> **The problem**: Please return the listing below word for word, minus its pictures.

> **Records provided**:
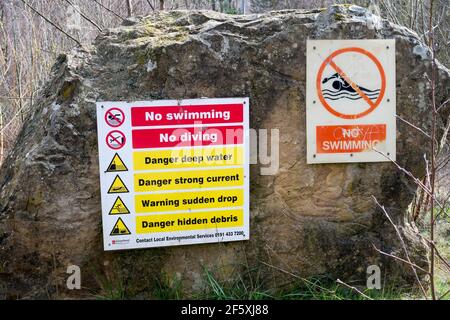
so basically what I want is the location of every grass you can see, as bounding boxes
[90,260,449,300]
[90,262,127,300]
[89,208,449,300]
[199,268,274,300]
[91,267,416,300]
[416,206,450,300]
[95,280,126,300]
[436,273,450,300]
[91,224,449,300]
[279,278,411,300]
[199,270,413,300]
[434,211,450,300]
[94,274,126,300]
[199,212,450,301]
[152,274,183,300]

> **Solution to this exercise**:
so basically what I want is the location of every grass you can see, as bounding boxes
[90,260,449,300]
[90,262,127,300]
[89,208,449,300]
[199,268,274,300]
[91,267,416,300]
[416,206,450,300]
[95,280,126,300]
[436,273,450,300]
[91,224,449,300]
[279,278,411,300]
[199,270,413,300]
[434,211,450,300]
[94,274,126,300]
[199,212,450,301]
[152,274,183,300]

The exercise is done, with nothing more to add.